__YOUR GOAL__: Look for the line with "Identify each instance of the beige" in the entries below, then extract that line and all lines after it exactly, with pictures left out.

__EXERCISE MATERIAL__:
--- start ---
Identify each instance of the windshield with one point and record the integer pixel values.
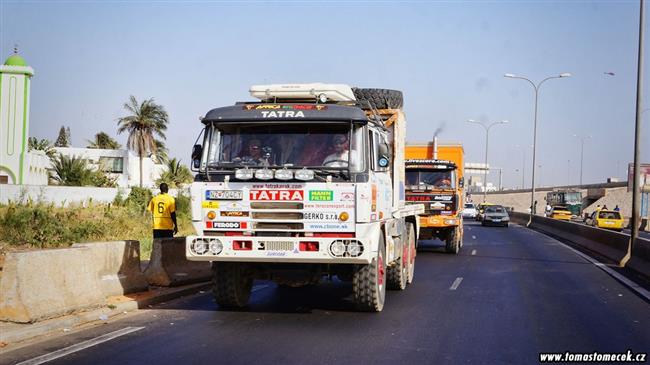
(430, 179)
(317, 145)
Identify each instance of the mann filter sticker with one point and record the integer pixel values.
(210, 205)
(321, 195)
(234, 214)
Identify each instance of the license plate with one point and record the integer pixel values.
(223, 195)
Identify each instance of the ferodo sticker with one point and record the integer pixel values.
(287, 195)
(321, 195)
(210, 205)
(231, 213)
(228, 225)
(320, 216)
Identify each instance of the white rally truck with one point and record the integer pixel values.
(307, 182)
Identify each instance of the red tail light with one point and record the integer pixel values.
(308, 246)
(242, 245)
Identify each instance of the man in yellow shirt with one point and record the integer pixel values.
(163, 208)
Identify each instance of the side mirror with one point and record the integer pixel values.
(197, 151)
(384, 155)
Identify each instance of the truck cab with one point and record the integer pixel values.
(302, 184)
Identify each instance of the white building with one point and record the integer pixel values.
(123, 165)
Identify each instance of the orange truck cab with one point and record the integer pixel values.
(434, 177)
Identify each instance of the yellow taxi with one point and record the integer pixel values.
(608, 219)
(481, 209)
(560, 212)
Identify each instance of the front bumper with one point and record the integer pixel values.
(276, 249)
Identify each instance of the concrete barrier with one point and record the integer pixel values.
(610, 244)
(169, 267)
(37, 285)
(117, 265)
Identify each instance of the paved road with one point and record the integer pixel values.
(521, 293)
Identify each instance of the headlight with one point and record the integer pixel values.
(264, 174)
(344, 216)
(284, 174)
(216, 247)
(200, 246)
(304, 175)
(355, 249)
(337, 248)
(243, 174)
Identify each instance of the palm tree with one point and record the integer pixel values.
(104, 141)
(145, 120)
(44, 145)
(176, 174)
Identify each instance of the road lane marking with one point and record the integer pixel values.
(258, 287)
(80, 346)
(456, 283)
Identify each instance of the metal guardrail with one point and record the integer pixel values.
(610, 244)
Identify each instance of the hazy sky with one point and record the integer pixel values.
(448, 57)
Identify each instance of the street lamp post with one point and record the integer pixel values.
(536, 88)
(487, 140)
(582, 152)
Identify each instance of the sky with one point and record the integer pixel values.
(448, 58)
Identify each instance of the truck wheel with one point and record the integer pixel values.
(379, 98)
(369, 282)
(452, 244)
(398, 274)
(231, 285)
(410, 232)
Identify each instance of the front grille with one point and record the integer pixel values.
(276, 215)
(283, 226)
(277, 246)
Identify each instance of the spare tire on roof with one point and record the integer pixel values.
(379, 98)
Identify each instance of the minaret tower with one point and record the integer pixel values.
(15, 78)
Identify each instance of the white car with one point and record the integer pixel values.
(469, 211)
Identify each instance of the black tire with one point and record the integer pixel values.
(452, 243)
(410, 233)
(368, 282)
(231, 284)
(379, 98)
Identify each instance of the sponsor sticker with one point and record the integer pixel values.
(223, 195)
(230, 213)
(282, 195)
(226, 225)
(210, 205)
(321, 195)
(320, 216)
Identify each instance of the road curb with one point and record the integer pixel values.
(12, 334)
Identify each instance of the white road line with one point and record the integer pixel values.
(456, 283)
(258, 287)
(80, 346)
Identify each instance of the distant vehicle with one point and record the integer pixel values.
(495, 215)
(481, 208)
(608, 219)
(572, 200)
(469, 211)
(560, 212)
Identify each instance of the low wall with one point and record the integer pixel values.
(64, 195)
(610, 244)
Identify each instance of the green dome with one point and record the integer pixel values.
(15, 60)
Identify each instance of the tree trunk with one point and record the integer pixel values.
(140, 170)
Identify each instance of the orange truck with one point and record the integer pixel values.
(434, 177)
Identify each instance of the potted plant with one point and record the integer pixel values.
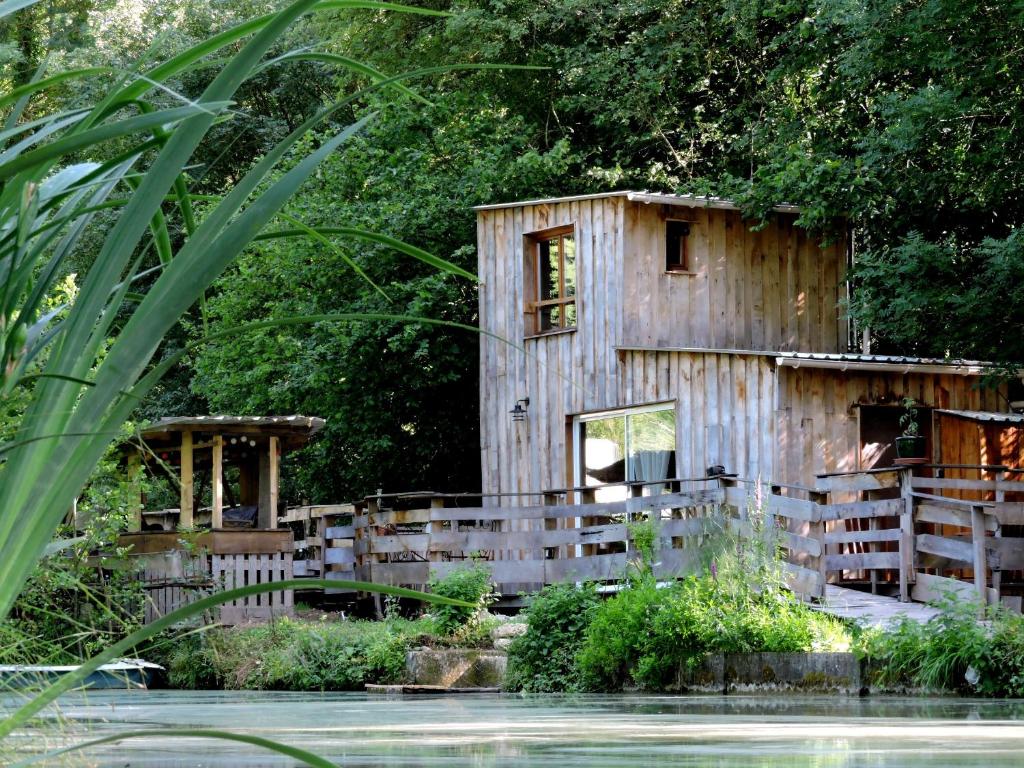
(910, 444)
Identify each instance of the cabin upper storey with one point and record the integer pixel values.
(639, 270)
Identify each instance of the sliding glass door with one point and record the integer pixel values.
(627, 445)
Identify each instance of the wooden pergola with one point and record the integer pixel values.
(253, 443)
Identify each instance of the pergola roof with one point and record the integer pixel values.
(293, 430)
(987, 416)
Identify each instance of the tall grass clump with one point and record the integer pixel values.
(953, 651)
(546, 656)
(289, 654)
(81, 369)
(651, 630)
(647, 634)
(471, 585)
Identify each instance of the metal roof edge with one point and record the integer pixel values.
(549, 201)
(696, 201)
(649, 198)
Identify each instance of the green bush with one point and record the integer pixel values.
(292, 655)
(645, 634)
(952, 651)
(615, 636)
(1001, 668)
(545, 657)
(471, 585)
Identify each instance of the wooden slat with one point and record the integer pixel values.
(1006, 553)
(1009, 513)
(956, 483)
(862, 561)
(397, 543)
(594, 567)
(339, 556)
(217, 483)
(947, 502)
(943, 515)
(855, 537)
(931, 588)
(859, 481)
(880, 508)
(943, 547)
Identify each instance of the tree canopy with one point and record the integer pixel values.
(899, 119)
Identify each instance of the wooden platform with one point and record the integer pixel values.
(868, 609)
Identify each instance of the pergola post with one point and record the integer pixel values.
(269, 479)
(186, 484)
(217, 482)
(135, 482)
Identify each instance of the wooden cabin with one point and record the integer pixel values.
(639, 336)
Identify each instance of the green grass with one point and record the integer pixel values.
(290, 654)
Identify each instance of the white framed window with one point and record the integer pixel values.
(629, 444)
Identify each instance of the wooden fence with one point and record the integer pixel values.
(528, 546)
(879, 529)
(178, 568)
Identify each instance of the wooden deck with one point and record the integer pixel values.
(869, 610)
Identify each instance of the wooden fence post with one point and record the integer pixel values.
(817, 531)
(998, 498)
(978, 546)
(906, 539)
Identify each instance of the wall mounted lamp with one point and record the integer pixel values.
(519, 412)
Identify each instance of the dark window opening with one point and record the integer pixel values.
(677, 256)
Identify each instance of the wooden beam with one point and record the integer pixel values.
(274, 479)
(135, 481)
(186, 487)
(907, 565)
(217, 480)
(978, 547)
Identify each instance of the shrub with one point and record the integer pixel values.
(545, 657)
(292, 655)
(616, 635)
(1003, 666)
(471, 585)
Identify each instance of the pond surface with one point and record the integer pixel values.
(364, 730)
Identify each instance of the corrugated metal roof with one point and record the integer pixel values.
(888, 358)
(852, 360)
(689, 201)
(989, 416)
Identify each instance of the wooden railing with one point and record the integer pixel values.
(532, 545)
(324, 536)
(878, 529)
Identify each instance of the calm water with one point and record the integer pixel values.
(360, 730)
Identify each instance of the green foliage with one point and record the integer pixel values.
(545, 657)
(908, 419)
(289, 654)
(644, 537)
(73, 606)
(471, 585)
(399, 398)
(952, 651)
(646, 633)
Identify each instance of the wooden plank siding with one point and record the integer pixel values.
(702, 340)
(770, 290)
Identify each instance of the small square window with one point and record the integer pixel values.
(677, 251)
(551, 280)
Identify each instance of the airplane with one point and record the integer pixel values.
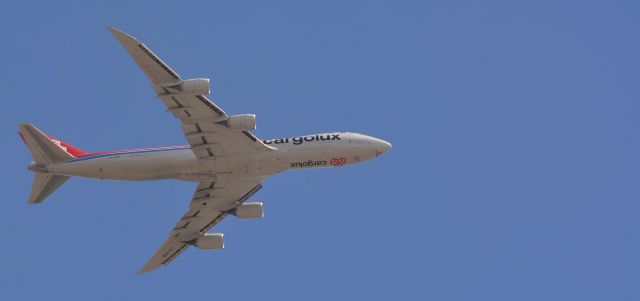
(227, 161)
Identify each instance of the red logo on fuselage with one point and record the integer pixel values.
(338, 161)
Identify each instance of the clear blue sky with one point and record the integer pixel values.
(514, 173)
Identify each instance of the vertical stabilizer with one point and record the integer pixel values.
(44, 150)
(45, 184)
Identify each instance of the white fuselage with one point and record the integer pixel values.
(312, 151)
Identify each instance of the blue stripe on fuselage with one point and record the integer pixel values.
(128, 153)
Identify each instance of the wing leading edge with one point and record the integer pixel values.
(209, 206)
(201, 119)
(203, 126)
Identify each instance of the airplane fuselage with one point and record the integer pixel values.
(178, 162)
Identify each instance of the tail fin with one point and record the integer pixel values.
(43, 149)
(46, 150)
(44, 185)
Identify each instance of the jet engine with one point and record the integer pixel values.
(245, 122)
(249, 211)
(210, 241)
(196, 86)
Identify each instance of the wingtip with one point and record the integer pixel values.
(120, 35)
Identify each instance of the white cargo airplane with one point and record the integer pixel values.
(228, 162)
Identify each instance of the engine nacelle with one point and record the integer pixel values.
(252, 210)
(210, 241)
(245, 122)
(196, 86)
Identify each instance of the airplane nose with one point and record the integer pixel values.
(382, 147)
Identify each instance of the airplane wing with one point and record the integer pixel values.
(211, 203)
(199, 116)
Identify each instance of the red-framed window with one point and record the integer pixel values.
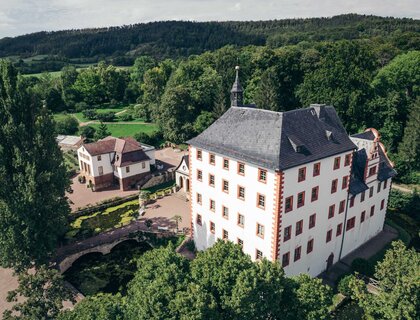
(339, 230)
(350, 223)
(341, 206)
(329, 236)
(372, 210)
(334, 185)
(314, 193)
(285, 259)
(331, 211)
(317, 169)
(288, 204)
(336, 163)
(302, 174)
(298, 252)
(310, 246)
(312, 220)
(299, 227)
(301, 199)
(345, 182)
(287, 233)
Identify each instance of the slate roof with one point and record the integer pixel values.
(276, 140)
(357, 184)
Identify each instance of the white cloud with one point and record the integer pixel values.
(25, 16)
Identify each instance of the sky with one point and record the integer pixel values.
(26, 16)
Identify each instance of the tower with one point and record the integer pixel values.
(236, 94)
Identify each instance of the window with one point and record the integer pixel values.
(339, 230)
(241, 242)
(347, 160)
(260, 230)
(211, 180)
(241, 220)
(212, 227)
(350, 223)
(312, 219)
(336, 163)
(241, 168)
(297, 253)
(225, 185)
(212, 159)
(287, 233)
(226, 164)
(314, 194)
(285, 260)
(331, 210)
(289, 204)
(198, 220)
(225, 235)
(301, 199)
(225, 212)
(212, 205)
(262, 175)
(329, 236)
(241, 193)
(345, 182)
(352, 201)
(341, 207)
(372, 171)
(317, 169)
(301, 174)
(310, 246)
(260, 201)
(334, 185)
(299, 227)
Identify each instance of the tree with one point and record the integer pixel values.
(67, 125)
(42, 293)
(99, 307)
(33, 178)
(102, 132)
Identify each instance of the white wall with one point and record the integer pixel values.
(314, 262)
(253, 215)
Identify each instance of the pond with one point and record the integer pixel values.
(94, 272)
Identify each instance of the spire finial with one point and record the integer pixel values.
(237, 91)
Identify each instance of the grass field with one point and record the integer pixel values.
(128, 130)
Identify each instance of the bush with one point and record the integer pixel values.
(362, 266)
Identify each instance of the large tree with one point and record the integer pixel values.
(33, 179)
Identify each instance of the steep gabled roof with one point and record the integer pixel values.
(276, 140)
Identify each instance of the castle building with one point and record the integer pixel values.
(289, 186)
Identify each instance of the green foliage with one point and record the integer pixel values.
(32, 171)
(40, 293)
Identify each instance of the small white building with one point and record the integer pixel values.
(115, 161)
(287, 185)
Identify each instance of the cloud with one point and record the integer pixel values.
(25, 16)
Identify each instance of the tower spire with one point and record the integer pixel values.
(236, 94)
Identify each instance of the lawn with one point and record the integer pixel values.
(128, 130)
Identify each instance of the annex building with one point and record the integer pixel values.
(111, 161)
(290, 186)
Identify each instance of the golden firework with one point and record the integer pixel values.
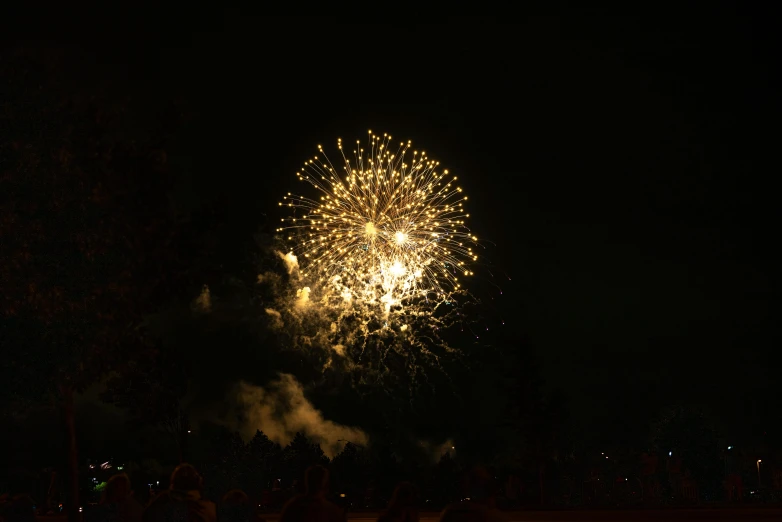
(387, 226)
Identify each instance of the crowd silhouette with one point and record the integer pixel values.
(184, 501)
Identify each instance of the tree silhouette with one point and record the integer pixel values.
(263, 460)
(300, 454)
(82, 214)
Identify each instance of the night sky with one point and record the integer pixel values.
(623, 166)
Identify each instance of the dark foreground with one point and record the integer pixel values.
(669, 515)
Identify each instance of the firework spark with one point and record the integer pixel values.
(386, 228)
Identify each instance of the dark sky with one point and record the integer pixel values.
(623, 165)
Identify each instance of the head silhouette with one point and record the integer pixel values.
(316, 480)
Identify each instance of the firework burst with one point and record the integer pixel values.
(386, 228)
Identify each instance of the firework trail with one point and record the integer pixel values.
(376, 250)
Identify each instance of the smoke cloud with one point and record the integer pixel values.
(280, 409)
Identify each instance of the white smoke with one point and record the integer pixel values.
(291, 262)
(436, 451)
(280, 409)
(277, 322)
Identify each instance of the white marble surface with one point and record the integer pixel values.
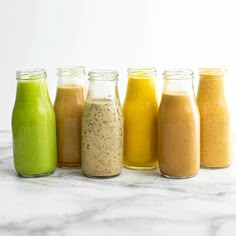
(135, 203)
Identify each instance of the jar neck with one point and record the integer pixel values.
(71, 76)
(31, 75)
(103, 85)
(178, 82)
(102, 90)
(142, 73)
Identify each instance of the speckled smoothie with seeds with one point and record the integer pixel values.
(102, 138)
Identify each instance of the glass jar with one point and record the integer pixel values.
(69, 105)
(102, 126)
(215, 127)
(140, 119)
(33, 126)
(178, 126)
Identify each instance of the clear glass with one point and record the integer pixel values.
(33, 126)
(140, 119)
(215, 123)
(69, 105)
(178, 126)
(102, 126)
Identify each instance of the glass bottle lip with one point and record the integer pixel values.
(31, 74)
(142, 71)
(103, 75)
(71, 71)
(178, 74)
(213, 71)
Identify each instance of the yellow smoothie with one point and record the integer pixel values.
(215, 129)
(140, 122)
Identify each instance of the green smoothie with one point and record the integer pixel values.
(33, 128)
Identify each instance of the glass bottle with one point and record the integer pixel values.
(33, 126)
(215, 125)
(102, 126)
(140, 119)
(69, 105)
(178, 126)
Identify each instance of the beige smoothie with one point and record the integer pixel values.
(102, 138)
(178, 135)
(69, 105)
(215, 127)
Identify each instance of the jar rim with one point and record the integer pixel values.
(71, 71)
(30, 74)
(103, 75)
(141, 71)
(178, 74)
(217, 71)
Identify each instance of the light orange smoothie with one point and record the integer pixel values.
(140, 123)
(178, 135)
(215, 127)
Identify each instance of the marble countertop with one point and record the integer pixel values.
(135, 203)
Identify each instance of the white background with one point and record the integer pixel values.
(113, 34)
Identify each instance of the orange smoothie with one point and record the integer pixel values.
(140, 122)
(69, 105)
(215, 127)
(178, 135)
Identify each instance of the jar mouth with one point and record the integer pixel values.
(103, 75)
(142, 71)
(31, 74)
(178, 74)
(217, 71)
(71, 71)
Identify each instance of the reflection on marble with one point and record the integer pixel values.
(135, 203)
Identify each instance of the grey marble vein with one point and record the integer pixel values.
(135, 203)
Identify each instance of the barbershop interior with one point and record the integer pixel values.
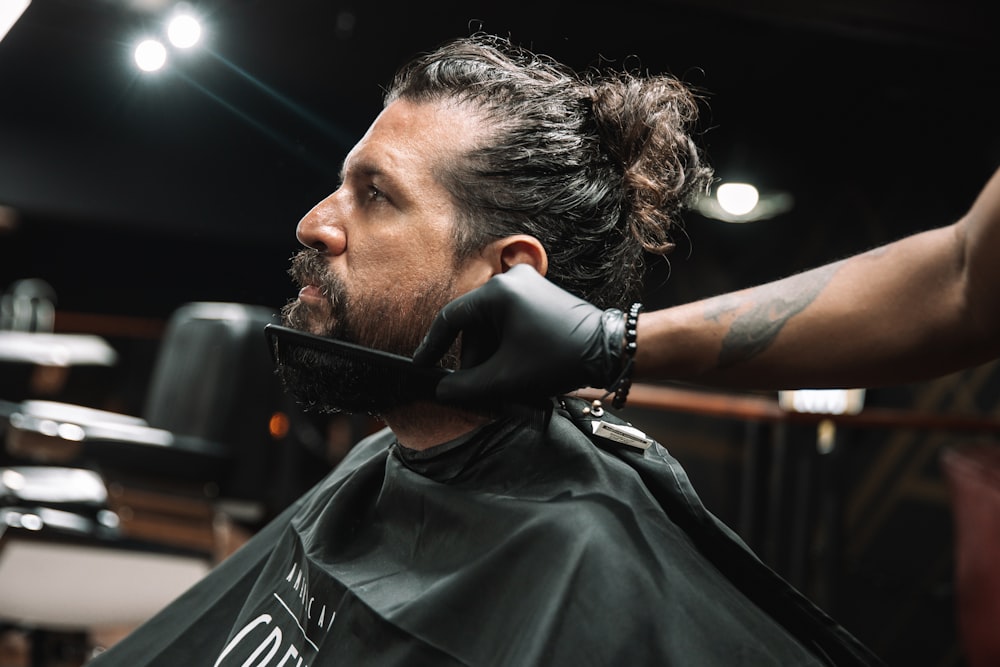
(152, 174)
--- end ---
__RESPONSE BELOW__:
Identify each instance of the beige smoothie with one point and record the integer pixel values.
(102, 138)
(178, 135)
(69, 105)
(215, 127)
Identify each instance of the jar rim with one point and record the integer pixel values.
(71, 71)
(30, 74)
(103, 75)
(141, 71)
(178, 74)
(217, 71)
Identify each instance of the light orange smoothie with one point and record the integer pixel values.
(140, 123)
(178, 135)
(215, 127)
Identify each instance of the marble countertop with one point and record the integer pixel values.
(135, 203)
Identify each instance of the white background with one point and record the integer pixel values.
(113, 34)
Identify each instance of the orange smoothie with one point and record the integer pixel values.
(140, 122)
(69, 105)
(215, 127)
(178, 135)
Identify each instance of the jar mouth with one point and record the integer pixel values.
(103, 75)
(142, 71)
(31, 74)
(178, 74)
(217, 71)
(71, 71)
Identify each instance of the reflection on marble with one point and record the integer pixel values.
(135, 203)
Identify each instance of the grey marble vein with one point and record the integer pixel values.
(135, 203)
Identify each instance of the barbershop interior with one point and record the integer pixel values.
(152, 174)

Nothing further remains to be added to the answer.